* [To be done]: Skip the pictures. Repeat everything else in the records word for word.

[Location labeling records]
## Start
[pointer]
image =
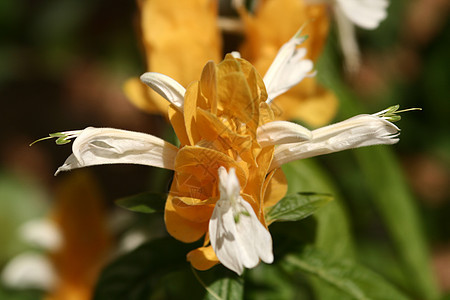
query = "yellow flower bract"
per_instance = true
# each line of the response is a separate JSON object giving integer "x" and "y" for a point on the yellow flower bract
{"x": 217, "y": 127}
{"x": 274, "y": 23}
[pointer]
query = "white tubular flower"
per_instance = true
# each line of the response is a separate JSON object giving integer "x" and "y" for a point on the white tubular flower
{"x": 29, "y": 271}
{"x": 366, "y": 14}
{"x": 237, "y": 236}
{"x": 288, "y": 68}
{"x": 359, "y": 131}
{"x": 99, "y": 146}
{"x": 167, "y": 87}
{"x": 42, "y": 233}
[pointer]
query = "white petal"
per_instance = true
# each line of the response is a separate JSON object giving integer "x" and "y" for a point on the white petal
{"x": 365, "y": 13}
{"x": 237, "y": 236}
{"x": 282, "y": 132}
{"x": 288, "y": 68}
{"x": 99, "y": 146}
{"x": 42, "y": 233}
{"x": 167, "y": 87}
{"x": 29, "y": 270}
{"x": 359, "y": 131}
{"x": 347, "y": 41}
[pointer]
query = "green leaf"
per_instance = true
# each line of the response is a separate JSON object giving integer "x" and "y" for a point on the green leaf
{"x": 390, "y": 192}
{"x": 355, "y": 281}
{"x": 297, "y": 206}
{"x": 220, "y": 283}
{"x": 138, "y": 274}
{"x": 396, "y": 205}
{"x": 144, "y": 203}
{"x": 333, "y": 229}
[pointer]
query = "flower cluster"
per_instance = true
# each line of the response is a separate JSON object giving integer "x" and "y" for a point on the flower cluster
{"x": 227, "y": 167}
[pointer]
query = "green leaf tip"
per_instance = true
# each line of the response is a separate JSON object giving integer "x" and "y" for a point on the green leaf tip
{"x": 147, "y": 203}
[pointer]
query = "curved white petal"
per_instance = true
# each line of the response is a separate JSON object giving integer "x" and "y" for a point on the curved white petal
{"x": 347, "y": 41}
{"x": 359, "y": 131}
{"x": 288, "y": 68}
{"x": 365, "y": 13}
{"x": 237, "y": 236}
{"x": 99, "y": 146}
{"x": 42, "y": 233}
{"x": 282, "y": 132}
{"x": 167, "y": 87}
{"x": 29, "y": 271}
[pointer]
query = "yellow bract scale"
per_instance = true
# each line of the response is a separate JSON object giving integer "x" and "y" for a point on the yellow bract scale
{"x": 217, "y": 128}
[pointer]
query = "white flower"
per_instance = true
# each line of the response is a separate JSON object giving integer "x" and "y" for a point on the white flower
{"x": 367, "y": 14}
{"x": 288, "y": 68}
{"x": 237, "y": 236}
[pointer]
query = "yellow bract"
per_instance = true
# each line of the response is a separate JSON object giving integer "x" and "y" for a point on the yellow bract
{"x": 177, "y": 37}
{"x": 217, "y": 127}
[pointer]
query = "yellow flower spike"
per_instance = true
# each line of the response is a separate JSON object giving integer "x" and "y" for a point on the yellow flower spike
{"x": 227, "y": 166}
{"x": 79, "y": 214}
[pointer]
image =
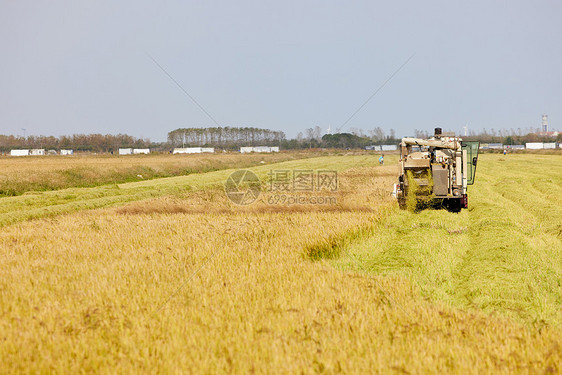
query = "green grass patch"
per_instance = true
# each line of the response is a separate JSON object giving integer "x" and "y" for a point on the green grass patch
{"x": 502, "y": 255}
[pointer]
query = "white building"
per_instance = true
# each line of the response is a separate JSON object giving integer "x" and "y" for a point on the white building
{"x": 534, "y": 145}
{"x": 19, "y": 152}
{"x": 389, "y": 147}
{"x": 259, "y": 149}
{"x": 37, "y": 152}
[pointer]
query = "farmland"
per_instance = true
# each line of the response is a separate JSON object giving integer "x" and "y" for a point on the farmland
{"x": 43, "y": 173}
{"x": 168, "y": 275}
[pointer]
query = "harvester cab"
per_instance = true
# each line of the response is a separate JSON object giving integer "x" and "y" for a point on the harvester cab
{"x": 435, "y": 172}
## End
* [Task answer]:
[pointer]
image =
query = "yellow flower bract"
per_instance = true
# each line of the response is a separate JSON object giving integer "x" and "y" for a point on the yellow flower bract
{"x": 217, "y": 127}
{"x": 274, "y": 23}
[pointer]
query = "white tubular flower"
per_instance = true
# each line of the response is a separate JSON object giving integer "x" and "y" for a point on the white tubular flower
{"x": 29, "y": 271}
{"x": 366, "y": 14}
{"x": 237, "y": 236}
{"x": 288, "y": 68}
{"x": 359, "y": 131}
{"x": 99, "y": 146}
{"x": 167, "y": 87}
{"x": 42, "y": 233}
[pointer]
query = "white petal"
per_instance = true
# each line of the response is a separate JSON object giving integer "x" and "y" for a point on the white petal
{"x": 365, "y": 13}
{"x": 237, "y": 236}
{"x": 282, "y": 132}
{"x": 288, "y": 68}
{"x": 99, "y": 146}
{"x": 42, "y": 233}
{"x": 167, "y": 87}
{"x": 29, "y": 270}
{"x": 359, "y": 131}
{"x": 347, "y": 41}
[pointer]
query = "green leaf"
per_instance = true
# each line of the response is a separate JSON object giving integer "x" and "y" for a point on the green leaf
{"x": 390, "y": 192}
{"x": 355, "y": 281}
{"x": 297, "y": 206}
{"x": 220, "y": 283}
{"x": 138, "y": 274}
{"x": 396, "y": 205}
{"x": 144, "y": 203}
{"x": 333, "y": 229}
[pointer]
query = "flower cluster"
per_instance = true
# each line of the response is a separate JSON object giving integer "x" and "y" for a point on the flower cluster
{"x": 227, "y": 167}
[pointer]
query = "green leaf tip"
per_instance = true
# each line of the response is a separate JSON object giving integer "x" and "y" for a point on the green leaf tip
{"x": 147, "y": 203}
[pointer]
query = "curved white petal"
per_instance = true
# each line of the response is a separate JSON object giving integer "x" and "y" for a point on the curved white petal
{"x": 347, "y": 41}
{"x": 359, "y": 131}
{"x": 288, "y": 68}
{"x": 365, "y": 13}
{"x": 237, "y": 236}
{"x": 99, "y": 146}
{"x": 42, "y": 233}
{"x": 282, "y": 132}
{"x": 167, "y": 87}
{"x": 29, "y": 271}
[pointer]
query = "yellow bract scale"
per_instance = true
# each line of the response is a separate JSON object giving integer "x" and "y" for a point on the yellow bract scale
{"x": 217, "y": 128}
[pointer]
query = "white flower"
per_instance = true
# each line of the response is a separate JSON object giving integer "x" and "y" for a point on the white flower
{"x": 367, "y": 14}
{"x": 288, "y": 68}
{"x": 237, "y": 236}
[pointer]
query = "yellow bract"
per_instance = true
# each line of the response is a separate JSON object giving integer "x" and "y" for a point on the yellow bract
{"x": 177, "y": 37}
{"x": 217, "y": 127}
[pointer]
query = "yellow flower spike"
per_instance = true
# each line of the response is a separate JSON object giving integer "x" and "y" for a point on the yellow flower spike
{"x": 227, "y": 166}
{"x": 79, "y": 214}
[pointer]
image =
query = "green grass patch"
per_instance = true
# each line of the response is a separate JSON object giving integer "x" and "y" for a point on the green grass patch
{"x": 502, "y": 255}
[pointer]
query = "white building"
per_instance = true
# each line of the response is a separate JSON object giving integer "x" and "y" for a point on the white building
{"x": 534, "y": 145}
{"x": 19, "y": 152}
{"x": 389, "y": 147}
{"x": 259, "y": 149}
{"x": 37, "y": 152}
[pointer]
query = "farmland"
per_instance = true
# each line of the response is a separate JSON object giving integer "x" and "y" for a point on the farmland
{"x": 43, "y": 173}
{"x": 168, "y": 275}
[pointer]
query = "harvester cab"
per_instance = true
# each line of the response is a separate JSON object giving integer "x" and "y" for a point on the harvester cab
{"x": 435, "y": 172}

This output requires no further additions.